** Start of DATA ROWS **

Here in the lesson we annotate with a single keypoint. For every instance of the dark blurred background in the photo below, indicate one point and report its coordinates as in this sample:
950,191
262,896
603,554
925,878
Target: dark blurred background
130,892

** End of DATA ROWS **

### WHAT YOU NEED TO DO
Print all of the items above again, line for line, with nothing changed.

### ANSWER TO THE TASK
Here in the lesson we annotate with a single keypoint. For every instance of the dark blurred background in the photo below, indicate one point and report its coordinates as in this sample:
950,191
262,896
603,554
925,878
Target: dark blurred background
130,892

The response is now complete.